• [Requirements]
Copy the part of the records that opens with the line containing "the white lace" and closes with the line containing "of the bridal", substituting "charcoal gray" for "navy blue" and keeping everything else unchanged.

• [Data lines]

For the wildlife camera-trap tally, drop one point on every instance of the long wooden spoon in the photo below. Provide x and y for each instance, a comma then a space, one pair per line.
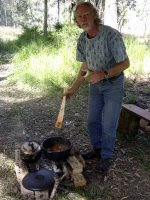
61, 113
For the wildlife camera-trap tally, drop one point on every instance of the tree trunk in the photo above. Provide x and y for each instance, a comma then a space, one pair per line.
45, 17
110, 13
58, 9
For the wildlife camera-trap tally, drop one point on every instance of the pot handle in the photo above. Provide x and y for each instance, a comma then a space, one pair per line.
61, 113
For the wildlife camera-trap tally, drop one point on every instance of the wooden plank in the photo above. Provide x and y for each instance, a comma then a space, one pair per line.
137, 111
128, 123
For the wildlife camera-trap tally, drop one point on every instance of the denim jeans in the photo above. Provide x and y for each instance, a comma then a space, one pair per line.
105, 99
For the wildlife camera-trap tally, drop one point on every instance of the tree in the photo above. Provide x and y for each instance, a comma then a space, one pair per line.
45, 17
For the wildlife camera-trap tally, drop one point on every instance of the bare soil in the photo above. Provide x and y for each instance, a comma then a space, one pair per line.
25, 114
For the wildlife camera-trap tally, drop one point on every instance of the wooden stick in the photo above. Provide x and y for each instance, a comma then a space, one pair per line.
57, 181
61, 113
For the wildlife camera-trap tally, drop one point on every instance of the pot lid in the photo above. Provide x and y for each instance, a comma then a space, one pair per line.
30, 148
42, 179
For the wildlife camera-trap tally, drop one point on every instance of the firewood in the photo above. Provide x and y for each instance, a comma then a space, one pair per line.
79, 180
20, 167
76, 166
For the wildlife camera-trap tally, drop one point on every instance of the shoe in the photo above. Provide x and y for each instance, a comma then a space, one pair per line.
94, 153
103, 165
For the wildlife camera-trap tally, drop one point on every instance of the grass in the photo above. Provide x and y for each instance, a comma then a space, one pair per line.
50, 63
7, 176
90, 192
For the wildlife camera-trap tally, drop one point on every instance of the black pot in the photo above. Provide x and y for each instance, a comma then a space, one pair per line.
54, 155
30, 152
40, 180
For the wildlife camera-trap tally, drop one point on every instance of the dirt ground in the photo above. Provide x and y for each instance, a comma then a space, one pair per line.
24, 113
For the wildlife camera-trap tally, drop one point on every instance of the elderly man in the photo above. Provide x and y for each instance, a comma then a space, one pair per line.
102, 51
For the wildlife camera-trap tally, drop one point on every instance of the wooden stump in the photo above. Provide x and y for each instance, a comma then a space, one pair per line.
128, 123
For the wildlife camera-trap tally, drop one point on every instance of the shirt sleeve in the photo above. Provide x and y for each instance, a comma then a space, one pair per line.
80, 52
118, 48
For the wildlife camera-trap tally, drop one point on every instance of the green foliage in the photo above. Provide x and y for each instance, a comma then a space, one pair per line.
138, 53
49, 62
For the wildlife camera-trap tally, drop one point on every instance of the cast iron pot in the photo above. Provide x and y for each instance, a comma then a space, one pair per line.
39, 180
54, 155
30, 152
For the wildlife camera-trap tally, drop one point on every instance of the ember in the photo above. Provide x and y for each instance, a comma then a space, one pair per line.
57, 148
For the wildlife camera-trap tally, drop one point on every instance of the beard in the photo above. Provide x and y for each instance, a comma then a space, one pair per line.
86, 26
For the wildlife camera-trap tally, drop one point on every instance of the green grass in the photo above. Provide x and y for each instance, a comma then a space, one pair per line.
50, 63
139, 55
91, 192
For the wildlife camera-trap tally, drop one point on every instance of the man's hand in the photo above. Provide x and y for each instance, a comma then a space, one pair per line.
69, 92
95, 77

...

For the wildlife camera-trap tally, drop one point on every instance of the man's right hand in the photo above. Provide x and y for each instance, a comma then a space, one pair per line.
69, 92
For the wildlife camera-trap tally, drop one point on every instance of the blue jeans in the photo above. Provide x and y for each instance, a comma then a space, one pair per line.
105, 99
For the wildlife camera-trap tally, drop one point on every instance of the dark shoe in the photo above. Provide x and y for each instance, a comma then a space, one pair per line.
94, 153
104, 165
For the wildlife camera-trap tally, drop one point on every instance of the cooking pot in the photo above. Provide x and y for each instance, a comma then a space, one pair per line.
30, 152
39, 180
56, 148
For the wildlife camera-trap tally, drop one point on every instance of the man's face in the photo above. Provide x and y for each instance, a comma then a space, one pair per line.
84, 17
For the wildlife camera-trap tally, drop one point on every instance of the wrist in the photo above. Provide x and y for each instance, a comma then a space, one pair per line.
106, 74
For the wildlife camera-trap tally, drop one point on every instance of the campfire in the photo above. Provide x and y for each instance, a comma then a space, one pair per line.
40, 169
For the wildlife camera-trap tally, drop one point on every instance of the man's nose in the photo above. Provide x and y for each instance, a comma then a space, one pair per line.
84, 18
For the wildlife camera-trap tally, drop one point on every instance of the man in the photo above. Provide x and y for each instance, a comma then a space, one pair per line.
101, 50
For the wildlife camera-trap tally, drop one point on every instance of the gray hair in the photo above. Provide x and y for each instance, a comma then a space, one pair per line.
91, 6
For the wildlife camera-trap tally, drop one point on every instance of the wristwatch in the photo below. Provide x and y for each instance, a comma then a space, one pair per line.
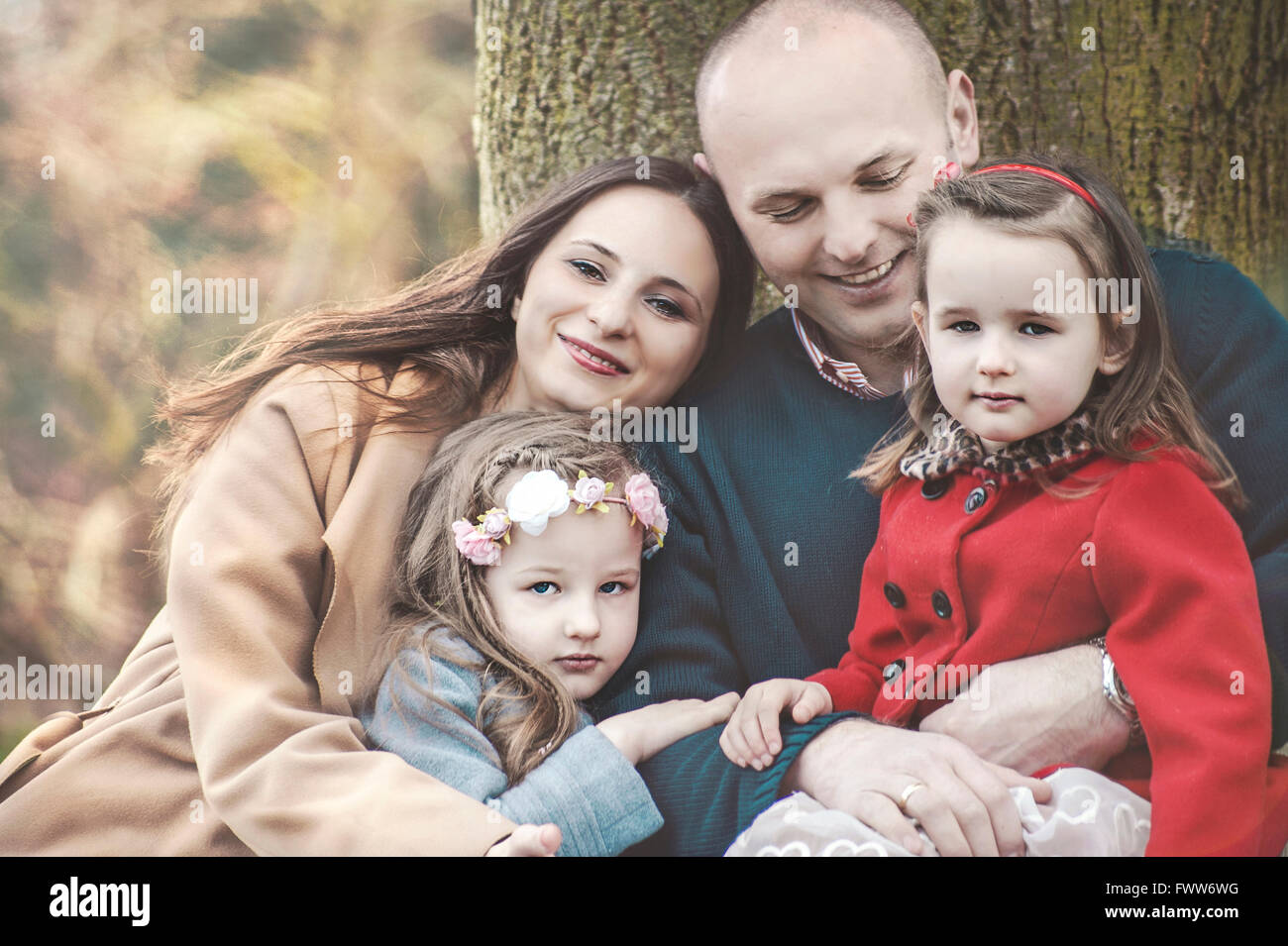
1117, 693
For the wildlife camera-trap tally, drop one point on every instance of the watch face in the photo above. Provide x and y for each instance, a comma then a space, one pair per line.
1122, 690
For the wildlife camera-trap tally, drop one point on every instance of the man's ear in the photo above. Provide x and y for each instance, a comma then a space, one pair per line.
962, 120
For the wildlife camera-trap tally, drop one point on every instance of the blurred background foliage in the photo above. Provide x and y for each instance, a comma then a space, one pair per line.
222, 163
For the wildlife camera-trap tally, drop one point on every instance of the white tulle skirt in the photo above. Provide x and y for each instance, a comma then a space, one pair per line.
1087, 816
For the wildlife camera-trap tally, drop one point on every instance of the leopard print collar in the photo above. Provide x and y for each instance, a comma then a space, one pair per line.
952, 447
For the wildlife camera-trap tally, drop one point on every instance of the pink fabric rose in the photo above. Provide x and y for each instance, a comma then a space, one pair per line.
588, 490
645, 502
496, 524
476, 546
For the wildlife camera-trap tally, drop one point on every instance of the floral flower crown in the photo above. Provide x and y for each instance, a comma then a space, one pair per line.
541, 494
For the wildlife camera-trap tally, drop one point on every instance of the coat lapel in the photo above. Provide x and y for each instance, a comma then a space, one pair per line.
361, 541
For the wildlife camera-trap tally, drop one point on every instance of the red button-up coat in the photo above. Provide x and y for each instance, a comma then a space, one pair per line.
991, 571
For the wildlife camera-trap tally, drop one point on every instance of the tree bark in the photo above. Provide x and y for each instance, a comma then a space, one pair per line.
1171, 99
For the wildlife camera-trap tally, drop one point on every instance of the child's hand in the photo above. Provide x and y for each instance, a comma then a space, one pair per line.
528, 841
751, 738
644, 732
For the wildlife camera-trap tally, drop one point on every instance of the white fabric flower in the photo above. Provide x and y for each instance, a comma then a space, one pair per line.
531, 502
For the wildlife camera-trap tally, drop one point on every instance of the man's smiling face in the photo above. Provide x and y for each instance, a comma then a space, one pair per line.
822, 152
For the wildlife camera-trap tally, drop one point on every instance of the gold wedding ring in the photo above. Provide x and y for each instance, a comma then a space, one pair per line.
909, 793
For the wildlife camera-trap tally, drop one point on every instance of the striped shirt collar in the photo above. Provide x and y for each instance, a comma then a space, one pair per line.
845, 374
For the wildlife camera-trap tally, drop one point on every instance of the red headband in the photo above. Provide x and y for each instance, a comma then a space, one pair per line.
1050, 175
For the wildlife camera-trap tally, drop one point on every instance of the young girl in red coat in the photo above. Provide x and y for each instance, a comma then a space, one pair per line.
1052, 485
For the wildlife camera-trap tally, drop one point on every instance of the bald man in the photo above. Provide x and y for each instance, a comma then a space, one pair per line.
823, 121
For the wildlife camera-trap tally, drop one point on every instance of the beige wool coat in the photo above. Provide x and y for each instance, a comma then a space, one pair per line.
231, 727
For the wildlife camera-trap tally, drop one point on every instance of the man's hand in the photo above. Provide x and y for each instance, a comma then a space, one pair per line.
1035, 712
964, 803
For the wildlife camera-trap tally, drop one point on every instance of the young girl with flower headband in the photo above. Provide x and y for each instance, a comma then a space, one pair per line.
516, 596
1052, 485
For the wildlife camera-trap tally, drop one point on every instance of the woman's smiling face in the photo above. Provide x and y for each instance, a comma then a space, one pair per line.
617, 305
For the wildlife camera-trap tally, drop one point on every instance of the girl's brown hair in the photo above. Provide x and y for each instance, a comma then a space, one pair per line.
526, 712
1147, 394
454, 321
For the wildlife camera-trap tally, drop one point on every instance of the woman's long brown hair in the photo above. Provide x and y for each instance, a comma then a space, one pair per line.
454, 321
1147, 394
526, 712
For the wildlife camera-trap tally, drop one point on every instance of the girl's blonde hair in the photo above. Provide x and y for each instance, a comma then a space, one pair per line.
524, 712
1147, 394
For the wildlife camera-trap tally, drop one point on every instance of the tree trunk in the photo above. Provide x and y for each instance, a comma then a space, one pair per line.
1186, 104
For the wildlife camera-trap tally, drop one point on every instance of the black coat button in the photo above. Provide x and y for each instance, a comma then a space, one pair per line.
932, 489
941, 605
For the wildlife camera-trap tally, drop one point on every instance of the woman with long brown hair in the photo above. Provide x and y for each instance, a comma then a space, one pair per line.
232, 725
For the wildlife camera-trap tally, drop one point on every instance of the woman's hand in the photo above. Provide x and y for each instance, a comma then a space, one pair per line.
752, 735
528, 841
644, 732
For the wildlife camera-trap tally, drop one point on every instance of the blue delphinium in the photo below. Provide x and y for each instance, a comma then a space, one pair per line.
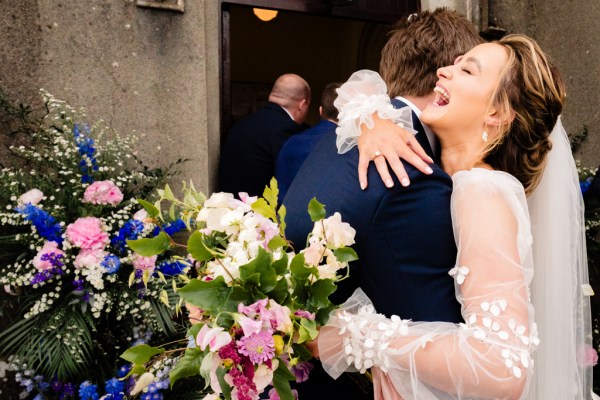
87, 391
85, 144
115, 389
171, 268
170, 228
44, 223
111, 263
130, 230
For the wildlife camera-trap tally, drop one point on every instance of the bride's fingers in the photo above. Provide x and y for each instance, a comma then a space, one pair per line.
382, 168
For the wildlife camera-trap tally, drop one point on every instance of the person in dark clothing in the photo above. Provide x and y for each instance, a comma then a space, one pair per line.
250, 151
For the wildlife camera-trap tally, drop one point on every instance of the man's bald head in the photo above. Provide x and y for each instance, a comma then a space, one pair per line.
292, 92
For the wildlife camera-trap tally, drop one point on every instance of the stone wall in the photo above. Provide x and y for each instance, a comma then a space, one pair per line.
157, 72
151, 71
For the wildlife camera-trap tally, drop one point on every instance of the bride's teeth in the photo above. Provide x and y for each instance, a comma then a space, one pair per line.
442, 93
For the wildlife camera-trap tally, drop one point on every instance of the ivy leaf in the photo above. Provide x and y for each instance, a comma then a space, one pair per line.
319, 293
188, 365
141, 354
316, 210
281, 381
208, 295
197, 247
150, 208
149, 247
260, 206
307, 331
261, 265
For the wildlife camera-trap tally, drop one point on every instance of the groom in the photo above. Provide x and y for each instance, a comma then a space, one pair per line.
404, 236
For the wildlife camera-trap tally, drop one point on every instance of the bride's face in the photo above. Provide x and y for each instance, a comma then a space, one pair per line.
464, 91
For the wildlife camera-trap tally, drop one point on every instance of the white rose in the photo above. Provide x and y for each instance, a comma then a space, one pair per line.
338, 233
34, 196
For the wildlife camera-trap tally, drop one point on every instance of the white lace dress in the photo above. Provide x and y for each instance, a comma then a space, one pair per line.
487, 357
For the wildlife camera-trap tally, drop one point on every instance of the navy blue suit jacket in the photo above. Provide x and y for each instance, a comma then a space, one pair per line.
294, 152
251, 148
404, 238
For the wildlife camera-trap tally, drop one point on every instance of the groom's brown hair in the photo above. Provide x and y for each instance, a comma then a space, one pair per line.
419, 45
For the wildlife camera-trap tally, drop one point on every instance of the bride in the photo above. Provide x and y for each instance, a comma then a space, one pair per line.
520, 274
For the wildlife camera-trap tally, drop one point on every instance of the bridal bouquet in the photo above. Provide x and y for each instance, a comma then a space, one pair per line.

• [Response to the exercise]
For the wildlife camera-trap tally, drop one point on every instance of the white lace dress in the photo above. Provide x and y for each instance, a comma then a space, one pair per line.
487, 357
For the wildlife camera-trap tally, drop one point on every instance of the charcoal gray suit jacket in the photo above. Provide x and y for each instance, a comma then a space, one pair per line.
294, 152
251, 148
404, 238
For the wildlife camera-trap tally, drop one point on every instance of the groom's brown hair in the photo above. Provide x and y for each instance, a comma then a space, one pair per line.
419, 45
For the wildlife camera-trap tally, drop one point on every instance of the bride in the photo above. Provide x and y for each instance, a comma then a space, one pair per line.
520, 274
For the wildlife camera-trap tally, drop one point on every instance of the bridal bouquet in the photo above. Provide x and y for each instance, a comma then a space, one pair per line.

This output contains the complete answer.